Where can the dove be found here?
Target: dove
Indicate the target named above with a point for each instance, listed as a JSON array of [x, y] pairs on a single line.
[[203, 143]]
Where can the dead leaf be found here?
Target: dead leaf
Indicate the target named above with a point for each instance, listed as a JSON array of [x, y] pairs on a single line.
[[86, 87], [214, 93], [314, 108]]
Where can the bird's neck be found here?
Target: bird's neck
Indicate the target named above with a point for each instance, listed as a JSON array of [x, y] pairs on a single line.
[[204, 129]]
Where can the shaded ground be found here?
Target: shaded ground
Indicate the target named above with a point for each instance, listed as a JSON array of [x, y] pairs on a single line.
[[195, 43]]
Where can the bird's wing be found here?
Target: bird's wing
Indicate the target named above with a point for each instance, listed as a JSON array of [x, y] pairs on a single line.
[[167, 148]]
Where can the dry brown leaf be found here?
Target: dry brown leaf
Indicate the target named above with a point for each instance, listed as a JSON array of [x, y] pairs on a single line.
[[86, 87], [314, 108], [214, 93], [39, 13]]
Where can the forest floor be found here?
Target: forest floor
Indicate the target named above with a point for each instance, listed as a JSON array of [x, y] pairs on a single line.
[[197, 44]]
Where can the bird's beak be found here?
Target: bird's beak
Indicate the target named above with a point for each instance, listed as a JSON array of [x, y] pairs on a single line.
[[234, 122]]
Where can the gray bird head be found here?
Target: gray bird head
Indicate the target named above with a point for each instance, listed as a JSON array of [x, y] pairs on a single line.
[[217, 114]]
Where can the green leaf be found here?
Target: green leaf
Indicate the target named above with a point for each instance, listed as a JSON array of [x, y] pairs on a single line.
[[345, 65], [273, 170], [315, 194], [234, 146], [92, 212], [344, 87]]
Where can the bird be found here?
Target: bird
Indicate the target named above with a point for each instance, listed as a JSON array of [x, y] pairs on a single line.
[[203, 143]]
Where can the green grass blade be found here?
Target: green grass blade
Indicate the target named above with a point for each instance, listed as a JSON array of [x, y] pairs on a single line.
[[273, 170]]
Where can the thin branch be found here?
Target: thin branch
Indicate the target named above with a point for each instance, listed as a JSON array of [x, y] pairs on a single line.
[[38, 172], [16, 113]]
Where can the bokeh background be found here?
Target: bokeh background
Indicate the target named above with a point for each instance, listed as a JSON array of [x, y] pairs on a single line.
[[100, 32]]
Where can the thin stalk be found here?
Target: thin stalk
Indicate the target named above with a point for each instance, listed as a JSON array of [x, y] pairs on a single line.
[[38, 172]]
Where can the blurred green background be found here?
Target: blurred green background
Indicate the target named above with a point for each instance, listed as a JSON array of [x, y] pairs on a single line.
○ ○ ○
**Description of the task**
Repeat only the lines from the one holding "Where can the bokeh background be found here?" through the last line of the data.

**Output for this task**
Where can the bokeh background be found here?
Target: bokeh background
Indicate the target named above with a point for each instance, listed as a JSON array of [x, y] pairs on a single line.
[[100, 32]]
Where can the thin stalk be found here?
Target: thin stalk
Indicate the target named above with a point for each instance, listed as a JSON array of [x, y] pairs on a single line.
[[38, 172]]
Where can the blurred green background be found here?
Target: blurred green background
Indicate the target named above with a point for each instance, listed as a JSON array of [x, y] pairs on a single line.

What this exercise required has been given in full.